[Records from a point labeling set]
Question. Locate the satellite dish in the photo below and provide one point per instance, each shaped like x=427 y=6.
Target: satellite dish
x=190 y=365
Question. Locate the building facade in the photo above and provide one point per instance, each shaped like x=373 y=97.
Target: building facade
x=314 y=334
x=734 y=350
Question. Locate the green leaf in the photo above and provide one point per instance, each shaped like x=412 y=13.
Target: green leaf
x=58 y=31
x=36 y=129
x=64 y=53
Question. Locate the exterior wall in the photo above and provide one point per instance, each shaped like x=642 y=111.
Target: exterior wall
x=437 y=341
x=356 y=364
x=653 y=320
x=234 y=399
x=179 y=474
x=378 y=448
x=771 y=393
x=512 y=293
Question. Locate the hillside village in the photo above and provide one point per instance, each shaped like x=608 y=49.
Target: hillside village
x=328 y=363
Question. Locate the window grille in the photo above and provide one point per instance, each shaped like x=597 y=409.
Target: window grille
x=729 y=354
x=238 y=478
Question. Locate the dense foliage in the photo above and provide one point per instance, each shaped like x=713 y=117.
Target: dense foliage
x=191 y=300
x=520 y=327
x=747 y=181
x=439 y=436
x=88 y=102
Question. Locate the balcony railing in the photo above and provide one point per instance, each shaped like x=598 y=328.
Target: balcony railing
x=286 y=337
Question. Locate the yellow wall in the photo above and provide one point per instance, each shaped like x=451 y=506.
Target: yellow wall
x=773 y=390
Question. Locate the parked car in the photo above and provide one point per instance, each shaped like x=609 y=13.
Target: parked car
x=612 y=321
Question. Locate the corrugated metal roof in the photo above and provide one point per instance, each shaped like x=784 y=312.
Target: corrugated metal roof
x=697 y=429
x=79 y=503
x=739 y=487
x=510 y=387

▸ PROBLEM TO SOLVE
Every line above should be printed again exactly as it stands.

▸ EXERCISE RESPONSE
Question. Locate the satellite dish in the photo below and provide one point per instance, each shaped like x=427 y=6.
Target: satellite dish
x=190 y=365
Question. Locate the building facade in the photo above and provide one point per instance, each shaped like x=373 y=97.
Target: building facade
x=314 y=334
x=734 y=350
Question. Locate the green leaf in the photo above and provide one point per instance, each shaped like x=412 y=13.
Target: green leaf
x=58 y=31
x=36 y=129
x=64 y=53
Question. Locate the exterior wall in the photo above and provide one point per instance, each shaped like x=642 y=111.
Target: exterior wall
x=437 y=341
x=356 y=364
x=653 y=320
x=234 y=399
x=179 y=474
x=378 y=448
x=771 y=393
x=512 y=293
Question. Locate the hillside village in the photo above and provide one point per instance, each shaped like x=608 y=49.
Target: hillside village
x=328 y=363
Question. Locate the window grille in the photo above and provide one point per instance, each shaped like x=597 y=409.
Target: window grille
x=729 y=354
x=238 y=478
Question. Locate the dense foliage in the photo above and provide one point per instance, each shaped like x=713 y=117.
Target: dense foliage
x=191 y=300
x=520 y=327
x=747 y=181
x=439 y=436
x=88 y=102
Question. Locate the balcony railing in the photo above and provide one point per instance, each shaped like x=598 y=328.
Target: balcony railing
x=286 y=337
Question. Locate the yellow wall in the photo above and provide one point per instance, each shaped like x=451 y=506.
Target: yellow wall
x=773 y=390
Question. Locate the parked car in the photo above and provide one point per instance, each shaped like x=609 y=13.
Target: parked car
x=612 y=321
Question. Locate the corrugated metal roof in the photo above and provide one point per instance, each shaped like x=784 y=312.
Target: corrugated metal roof
x=697 y=429
x=79 y=503
x=739 y=487
x=510 y=387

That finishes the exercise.